* [Activities]
- 1) Decide whether each statement agrees with the article on contract manufacturing. Answer yes or no for each, and quote the words that decide it. (a) The G-Class is built in a plant in Graz, Austria. (b) Dyson produces its own household appliances. (c) Relying on a contract manufacturer carries no risk for a company.
- 2) Rewrite the article on contract manufacturing, starting with "In a recently" and going on through "and also countries.", with "paper" changed to "report".
- 3) Please continue the article on contract manufacturing from the point where it stops.

* [Document text]
* * *

By David Nguyen
Did you know that Mercedes does not actually produce its heavy-duty G-Class? To be fair, it does keep design, development and marketing of the SUV in-house, but the vehicle is entirely built in the factory of Magna Steyr, a contract manufacturer based in Graz, Austria. In the same plant one will also find entire production lines for the Jaguar I-Pace and E-Pace, as well as BMW’s Series 5. They are all produced as part of contract manufacturing arrangements and subsequently shipped to their final owners, which could be anywhere around the globe.
The most famous example of this type of ‘manufacturer’ is of course Apple. It famously engraves the iPhone as being “designed in California”, while the actual production of parts and assembly of the final product is outsourced along a complex global supply chain. In the UK, Dyson follows a similar model as it does not actually produce any of its high-level household electronics and appliances.
Companies can have different strategic reasons for using contract manufacturers to produce their final products. Some of the key considerations are saving on costs for large upfront capital investments in machinery and equipment and the ability to produce close to important markets. However, there are also risks arising from being dependent on the contract manufacturer to deliver products on time and with consistent quality.
In a recently released paper we take a closer look at this type of manufacturing model, as they present potentially severe challenges to existing economic statistics. We review existing definitions and show conceptually that factoryless manufacturing (i.e. the use of a plant owned by someone else against a fee) can lead to significant measurement issues when allocating economic activity across firms, sectors, and also countries.

* * *

* [Dataset entries]
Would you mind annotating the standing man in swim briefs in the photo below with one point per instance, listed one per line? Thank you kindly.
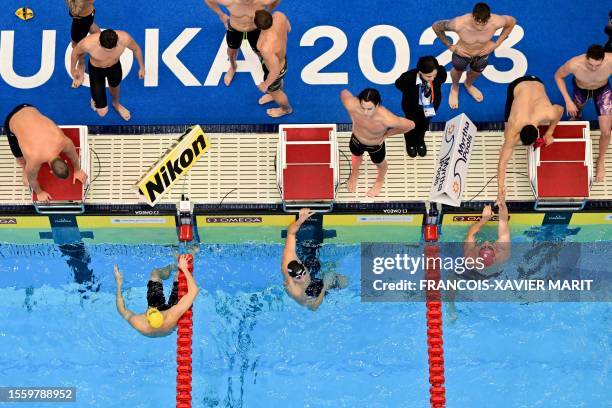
(104, 50)
(372, 124)
(527, 107)
(34, 140)
(239, 24)
(160, 318)
(272, 45)
(82, 13)
(591, 80)
(475, 44)
(305, 289)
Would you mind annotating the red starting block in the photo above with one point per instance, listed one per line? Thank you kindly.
(307, 166)
(67, 197)
(561, 174)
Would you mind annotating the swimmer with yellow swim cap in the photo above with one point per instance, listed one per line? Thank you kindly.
(160, 318)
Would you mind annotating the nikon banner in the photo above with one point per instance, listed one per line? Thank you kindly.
(175, 163)
(450, 176)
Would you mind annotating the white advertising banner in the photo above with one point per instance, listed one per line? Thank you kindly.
(450, 175)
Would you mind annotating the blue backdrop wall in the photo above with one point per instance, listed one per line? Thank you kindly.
(334, 44)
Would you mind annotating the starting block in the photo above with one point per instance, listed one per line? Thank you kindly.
(307, 167)
(561, 174)
(67, 197)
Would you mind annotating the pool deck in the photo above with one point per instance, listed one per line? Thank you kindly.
(240, 167)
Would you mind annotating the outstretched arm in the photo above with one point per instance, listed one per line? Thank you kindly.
(133, 45)
(121, 309)
(510, 22)
(398, 125)
(504, 157)
(555, 114)
(440, 28)
(562, 72)
(212, 4)
(186, 301)
(75, 7)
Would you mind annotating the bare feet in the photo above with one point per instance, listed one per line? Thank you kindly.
(78, 81)
(375, 190)
(267, 98)
(600, 172)
(124, 113)
(278, 112)
(352, 183)
(229, 75)
(453, 97)
(476, 94)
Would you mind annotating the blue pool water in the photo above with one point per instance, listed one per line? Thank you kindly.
(254, 347)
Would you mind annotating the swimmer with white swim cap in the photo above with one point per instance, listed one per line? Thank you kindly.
(240, 24)
(161, 318)
(475, 44)
(104, 51)
(35, 139)
(490, 253)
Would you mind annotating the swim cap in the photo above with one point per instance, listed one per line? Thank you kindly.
(155, 318)
(296, 268)
(488, 256)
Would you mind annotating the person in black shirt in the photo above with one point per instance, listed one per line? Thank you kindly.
(421, 97)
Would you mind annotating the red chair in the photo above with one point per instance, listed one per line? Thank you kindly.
(307, 169)
(561, 174)
(67, 197)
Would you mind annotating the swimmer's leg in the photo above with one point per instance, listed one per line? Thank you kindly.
(284, 108)
(121, 110)
(380, 179)
(232, 54)
(605, 125)
(469, 85)
(453, 95)
(355, 165)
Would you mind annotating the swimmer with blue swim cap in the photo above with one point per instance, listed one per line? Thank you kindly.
(161, 318)
(304, 288)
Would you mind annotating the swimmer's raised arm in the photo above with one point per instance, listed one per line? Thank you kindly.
(554, 116)
(70, 151)
(176, 311)
(75, 7)
(440, 28)
(289, 253)
(347, 98)
(563, 71)
(504, 157)
(214, 6)
(77, 52)
(121, 309)
(397, 125)
(509, 23)
(135, 48)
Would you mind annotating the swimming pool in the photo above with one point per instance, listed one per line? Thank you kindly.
(254, 347)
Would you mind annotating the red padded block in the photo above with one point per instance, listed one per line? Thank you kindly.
(307, 153)
(563, 180)
(308, 182)
(563, 151)
(563, 131)
(308, 134)
(62, 190)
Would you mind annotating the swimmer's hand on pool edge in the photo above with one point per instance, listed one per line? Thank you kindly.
(79, 175)
(118, 277)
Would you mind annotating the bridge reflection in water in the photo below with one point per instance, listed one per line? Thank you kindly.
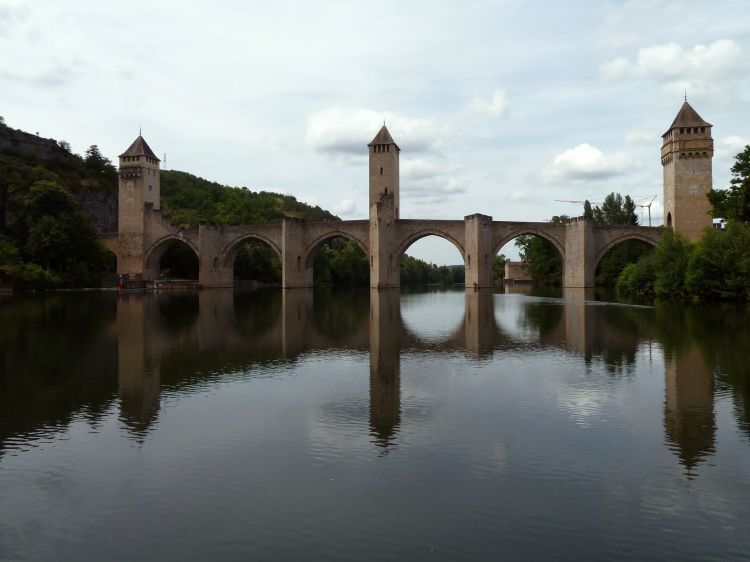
(168, 341)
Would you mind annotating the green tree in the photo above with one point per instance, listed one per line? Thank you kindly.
(719, 266)
(498, 269)
(59, 236)
(542, 259)
(588, 211)
(614, 210)
(734, 203)
(670, 261)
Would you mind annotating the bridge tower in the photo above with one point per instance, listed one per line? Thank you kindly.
(384, 210)
(686, 154)
(139, 186)
(384, 175)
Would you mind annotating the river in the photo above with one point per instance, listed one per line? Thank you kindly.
(433, 425)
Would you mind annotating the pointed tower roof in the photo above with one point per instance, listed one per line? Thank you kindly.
(383, 137)
(140, 148)
(688, 117)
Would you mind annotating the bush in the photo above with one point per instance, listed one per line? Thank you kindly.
(32, 276)
(637, 278)
(670, 260)
(719, 266)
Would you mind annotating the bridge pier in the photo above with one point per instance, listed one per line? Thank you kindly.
(384, 263)
(478, 249)
(295, 273)
(578, 262)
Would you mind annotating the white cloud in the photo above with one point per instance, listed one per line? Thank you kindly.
(345, 208)
(670, 62)
(588, 162)
(496, 107)
(419, 168)
(346, 131)
(730, 146)
(642, 137)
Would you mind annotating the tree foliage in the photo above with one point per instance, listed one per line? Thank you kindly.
(542, 259)
(719, 265)
(734, 203)
(188, 201)
(614, 210)
(715, 267)
(418, 272)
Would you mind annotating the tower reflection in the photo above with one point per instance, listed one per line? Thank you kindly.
(385, 365)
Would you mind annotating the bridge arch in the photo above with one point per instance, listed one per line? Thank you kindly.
(230, 251)
(156, 251)
(650, 240)
(311, 251)
(409, 239)
(559, 246)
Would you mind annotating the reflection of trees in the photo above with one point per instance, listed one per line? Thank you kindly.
(610, 333)
(689, 419)
(176, 312)
(339, 313)
(545, 318)
(57, 359)
(616, 333)
(721, 335)
(256, 312)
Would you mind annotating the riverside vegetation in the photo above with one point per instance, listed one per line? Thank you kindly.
(49, 239)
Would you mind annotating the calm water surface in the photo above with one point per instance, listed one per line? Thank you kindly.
(384, 426)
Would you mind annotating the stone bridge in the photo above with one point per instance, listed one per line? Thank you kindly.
(145, 235)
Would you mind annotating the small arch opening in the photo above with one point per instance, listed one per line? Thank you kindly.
(179, 262)
(340, 262)
(256, 264)
(617, 258)
(432, 261)
(528, 264)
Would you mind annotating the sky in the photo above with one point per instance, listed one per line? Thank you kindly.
(500, 108)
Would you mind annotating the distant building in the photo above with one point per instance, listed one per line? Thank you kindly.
(686, 154)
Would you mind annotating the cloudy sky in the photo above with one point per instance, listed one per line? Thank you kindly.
(498, 107)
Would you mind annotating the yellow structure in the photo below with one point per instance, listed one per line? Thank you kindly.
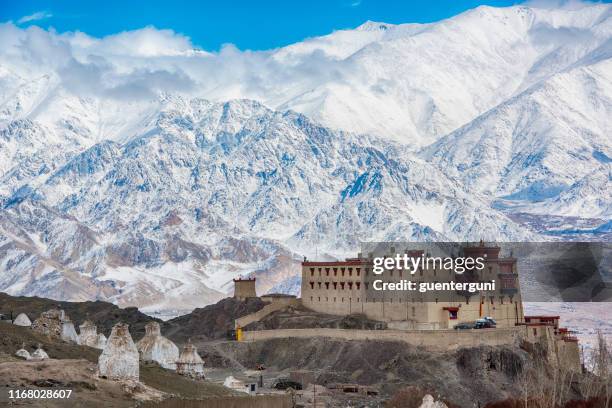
(244, 288)
(344, 287)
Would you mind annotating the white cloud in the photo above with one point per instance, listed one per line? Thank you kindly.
(39, 15)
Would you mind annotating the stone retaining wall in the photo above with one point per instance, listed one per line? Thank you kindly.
(435, 340)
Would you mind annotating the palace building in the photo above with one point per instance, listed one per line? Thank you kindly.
(345, 287)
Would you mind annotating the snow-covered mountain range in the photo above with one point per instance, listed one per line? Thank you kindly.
(136, 169)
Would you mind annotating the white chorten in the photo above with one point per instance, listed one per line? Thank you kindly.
(22, 320)
(119, 359)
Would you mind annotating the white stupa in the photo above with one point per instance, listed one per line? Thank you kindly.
(155, 347)
(22, 320)
(40, 354)
(190, 363)
(23, 353)
(88, 334)
(100, 341)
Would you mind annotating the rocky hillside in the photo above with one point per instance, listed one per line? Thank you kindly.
(150, 173)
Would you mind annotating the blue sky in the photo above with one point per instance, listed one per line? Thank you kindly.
(247, 24)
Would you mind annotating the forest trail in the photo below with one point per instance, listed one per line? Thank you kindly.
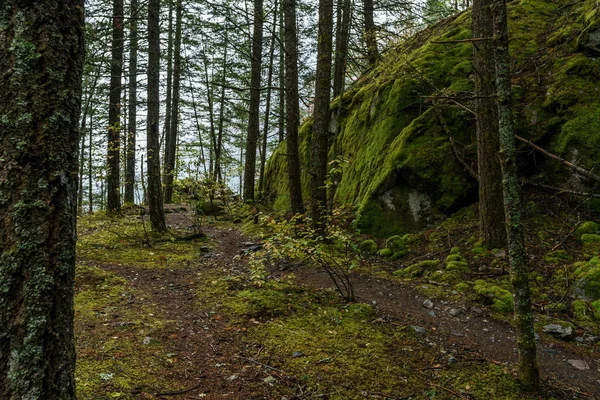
(164, 334)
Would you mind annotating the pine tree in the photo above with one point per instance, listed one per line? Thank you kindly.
(41, 59)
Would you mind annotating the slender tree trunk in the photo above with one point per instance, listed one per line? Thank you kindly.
(41, 59)
(281, 128)
(292, 107)
(90, 169)
(253, 117)
(173, 131)
(113, 162)
(491, 206)
(265, 135)
(165, 133)
(526, 346)
(370, 32)
(217, 176)
(132, 128)
(322, 115)
(155, 203)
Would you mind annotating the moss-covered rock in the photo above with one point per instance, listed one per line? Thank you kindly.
(385, 253)
(588, 227)
(418, 269)
(588, 279)
(500, 299)
(403, 174)
(368, 247)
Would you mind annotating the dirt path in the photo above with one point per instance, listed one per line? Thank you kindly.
(211, 360)
(471, 334)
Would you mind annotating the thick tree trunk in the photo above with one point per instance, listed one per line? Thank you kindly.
(172, 133)
(253, 117)
(320, 133)
(265, 135)
(113, 162)
(526, 346)
(292, 107)
(281, 124)
(491, 206)
(155, 201)
(41, 59)
(370, 32)
(132, 128)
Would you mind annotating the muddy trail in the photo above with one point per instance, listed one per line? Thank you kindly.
(189, 346)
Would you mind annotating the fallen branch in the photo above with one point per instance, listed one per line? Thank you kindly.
(181, 391)
(562, 160)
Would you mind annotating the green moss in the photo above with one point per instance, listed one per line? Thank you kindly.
(368, 247)
(385, 253)
(596, 308)
(418, 269)
(395, 243)
(580, 309)
(557, 257)
(500, 299)
(588, 227)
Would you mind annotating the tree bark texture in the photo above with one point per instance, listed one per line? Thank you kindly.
(370, 32)
(113, 163)
(526, 346)
(322, 115)
(41, 59)
(132, 127)
(253, 117)
(171, 134)
(292, 106)
(154, 193)
(491, 207)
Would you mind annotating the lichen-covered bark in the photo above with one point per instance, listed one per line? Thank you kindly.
(155, 203)
(491, 207)
(41, 64)
(171, 134)
(132, 123)
(319, 141)
(292, 107)
(526, 346)
(253, 116)
(113, 162)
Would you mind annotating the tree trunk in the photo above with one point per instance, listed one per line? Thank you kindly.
(113, 162)
(217, 173)
(292, 107)
(370, 32)
(165, 133)
(132, 128)
(41, 59)
(155, 203)
(265, 136)
(320, 133)
(171, 142)
(281, 124)
(253, 117)
(526, 346)
(491, 207)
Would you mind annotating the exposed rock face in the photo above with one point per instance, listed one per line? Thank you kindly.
(402, 169)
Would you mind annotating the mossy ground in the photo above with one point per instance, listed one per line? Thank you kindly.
(306, 341)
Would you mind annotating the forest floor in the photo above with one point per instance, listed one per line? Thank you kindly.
(180, 318)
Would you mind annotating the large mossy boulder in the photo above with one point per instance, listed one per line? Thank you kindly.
(396, 120)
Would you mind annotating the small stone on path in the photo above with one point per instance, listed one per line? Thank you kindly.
(579, 364)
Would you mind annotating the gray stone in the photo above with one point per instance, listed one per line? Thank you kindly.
(559, 331)
(419, 330)
(455, 312)
(579, 364)
(428, 304)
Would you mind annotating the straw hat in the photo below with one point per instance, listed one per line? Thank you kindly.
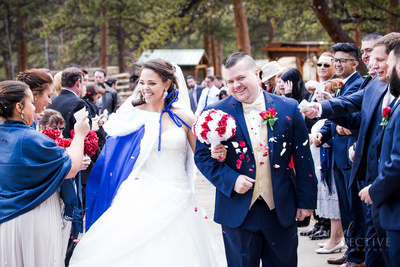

* * *

* [Written answers]
- 1)
(a) Yes: "the vehicle is entirely built in the factory of Magna Steyr, a contract manufacturer based in Graz, Austria"
(b) No: "Dyson follows a similar model as it does not actually produce any of its high-level household electronics and appliances"
(c) No: "there are also risks arising from being dependent on the contract manufacturer to deliver products on time and with consistent quality"

- 2)
In a recently released report we take a closer look at this type of manufacturing model, as they present potentially severe challenges to existing economic statistics. We review existing definitions and show conceptually that factoryless manufacturing (i.e. the use of a plant owned by someone else against a fee) can lead to significant measurement issues when allocating economic activity across firms, sectors, and also countries.

- 3)
In the UK around 6.7% of total revenues in the service sector come from production activities (ONS, 2018). While it is not unusual for some service companies to have some production activities as well, it could be that some of these are in fact factoryless manufacturers. We review the UK’s statistics on trade in services (incl. merchanting, manufacturing services, and R&D services) and discuss whether they are likely to capture some aspects of factoryless manufacturing. We conclude that while some of it might be recorded it is not clear where, and there is most likely some degree of underreporting.
The allocation of economic output between manufacturing and services sectors should not affect total output (though there could in principle be reallocation across economies). It is an important issue, however, as the ‘decline of manufacturing’ across industrialised economies has received considerable attention from politicians, media and the general public. Studies for the UK show that the total number of manufacturing jobs has declined from 7.9 million in 1971 to around 2.7 million in 2016. Studies for the US economy have shown that reclassifying factoryless manufacturers from services to manufacturing can lead to a significant increase in manufacturing output and employment (Bernard & Fort, 2015).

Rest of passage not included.